Denn ich wusste genau: Das waren bestimmt nicht alle gewesen. Irgendwo hielten sich noch welche versteckt. In den dunkelsten Ecken und tiefsten Schlitzen formierten sie sich neu. Ungestört heckten sie ihre Pläne aus. Um zuzuschlagen, wenn wir es am wenigsten vermuteten. Ich war mir da absolut sicher. Dementsprechend aufgewühlt legte ich mich schlafen. Auf der untersten Liege eines uralten, völlig verstaubten Hochbettes. In totaler Finsternis.

Und dann sah ich sie. Das Biest war doch wirklich so unverschämt, sich direkt über meinem Kopf zu platzieren und sich im Zeitlupentempo darauf niederzusenken. Millimeter um Millimeter kam sie näher. So langsam wie nur irgendwie möglich. Um die Qualen ins unermessliche zu treiben. Sozusagen als Racheakt für die verstorbenen Familienangehörigen.

Und das ist dann wohl die Stelle, an der wir eingesetzt haben…

Wie es ausging? Mit einer fünfminütigen Suchaktion, der Erkenntnis, dass ich ohne Brille, geschweigedenn in völliger Dunkelheit doch eigentlich gar nichts hatte sehen können, einer schlaflosen Restnacht, und der Einsicht, dass das Leben auf einer Estancia wohl definitiv nicht zu meinen Berufungen gehört.

+===+

*SCHRIFTLICHE AUFGABE A*. Schreibe die Einträge originalgetreu ab, beginnend mit der Zeile, die „Pin the blue“ enthält, und endend mit dem letzten Eintrag.
Der Text und die Einträge sind voneinander unabhängiges Material.

+===+

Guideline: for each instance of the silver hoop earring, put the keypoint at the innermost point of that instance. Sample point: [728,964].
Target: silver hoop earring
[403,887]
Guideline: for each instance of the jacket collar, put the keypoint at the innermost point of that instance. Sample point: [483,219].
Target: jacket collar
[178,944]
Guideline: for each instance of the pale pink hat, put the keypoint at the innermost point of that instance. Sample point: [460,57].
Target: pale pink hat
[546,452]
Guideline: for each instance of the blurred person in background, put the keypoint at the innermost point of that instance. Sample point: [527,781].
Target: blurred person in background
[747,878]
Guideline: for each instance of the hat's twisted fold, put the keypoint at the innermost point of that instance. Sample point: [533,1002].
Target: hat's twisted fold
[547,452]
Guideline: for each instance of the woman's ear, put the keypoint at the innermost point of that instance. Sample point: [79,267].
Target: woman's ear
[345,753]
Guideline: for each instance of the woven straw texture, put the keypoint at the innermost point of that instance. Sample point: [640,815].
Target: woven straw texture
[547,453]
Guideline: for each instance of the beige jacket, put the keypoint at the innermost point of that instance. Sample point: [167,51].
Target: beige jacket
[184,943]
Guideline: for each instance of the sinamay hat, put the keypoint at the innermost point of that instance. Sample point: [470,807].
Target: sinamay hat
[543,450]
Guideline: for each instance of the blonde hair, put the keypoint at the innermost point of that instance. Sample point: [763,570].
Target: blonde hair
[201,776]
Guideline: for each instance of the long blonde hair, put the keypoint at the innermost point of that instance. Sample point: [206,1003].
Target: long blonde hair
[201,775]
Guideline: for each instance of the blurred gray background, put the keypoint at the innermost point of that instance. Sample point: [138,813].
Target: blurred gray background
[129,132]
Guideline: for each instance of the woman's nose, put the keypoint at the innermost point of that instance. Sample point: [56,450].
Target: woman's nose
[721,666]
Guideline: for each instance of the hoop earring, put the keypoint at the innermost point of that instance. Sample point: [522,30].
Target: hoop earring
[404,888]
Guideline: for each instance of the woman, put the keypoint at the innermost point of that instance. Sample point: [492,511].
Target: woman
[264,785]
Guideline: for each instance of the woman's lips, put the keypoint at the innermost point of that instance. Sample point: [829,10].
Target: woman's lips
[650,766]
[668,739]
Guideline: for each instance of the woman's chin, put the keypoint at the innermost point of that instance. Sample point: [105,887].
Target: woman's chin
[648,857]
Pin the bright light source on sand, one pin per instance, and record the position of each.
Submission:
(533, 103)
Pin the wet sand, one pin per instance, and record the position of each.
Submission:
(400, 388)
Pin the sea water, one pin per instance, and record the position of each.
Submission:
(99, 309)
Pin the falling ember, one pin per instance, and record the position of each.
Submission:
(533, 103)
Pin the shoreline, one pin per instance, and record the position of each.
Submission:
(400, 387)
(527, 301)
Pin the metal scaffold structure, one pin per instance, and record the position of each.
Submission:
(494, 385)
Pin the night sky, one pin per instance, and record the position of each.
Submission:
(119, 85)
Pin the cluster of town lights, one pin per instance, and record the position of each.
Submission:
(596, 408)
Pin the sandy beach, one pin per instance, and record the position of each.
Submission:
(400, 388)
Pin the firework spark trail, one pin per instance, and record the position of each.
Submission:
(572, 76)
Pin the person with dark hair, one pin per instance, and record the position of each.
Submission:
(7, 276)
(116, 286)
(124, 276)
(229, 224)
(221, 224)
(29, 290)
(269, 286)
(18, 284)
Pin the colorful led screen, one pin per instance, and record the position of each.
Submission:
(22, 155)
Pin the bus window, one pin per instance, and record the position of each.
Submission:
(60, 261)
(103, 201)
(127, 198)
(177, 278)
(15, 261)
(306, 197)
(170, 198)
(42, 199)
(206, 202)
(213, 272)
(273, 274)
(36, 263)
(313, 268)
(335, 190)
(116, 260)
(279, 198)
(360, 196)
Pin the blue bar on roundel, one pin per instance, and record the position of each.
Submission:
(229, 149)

+===+

*SCHRIFTLICHE AUFGABE B*. Auf welcher Liege legt sich die erzählende Person im Text über die Nacht auf der Estancia schlafen?

*SCHRIFTLICHE ANTWORT A*.
Pin the blue bar on roundel, one pin per instance, and record the position of each.
Submission:
(229, 149)

*SCHRIFTLICHE ANTWORT B*. Auf der untersten Liege eines uralten, völlig verstaubten Hochbettes.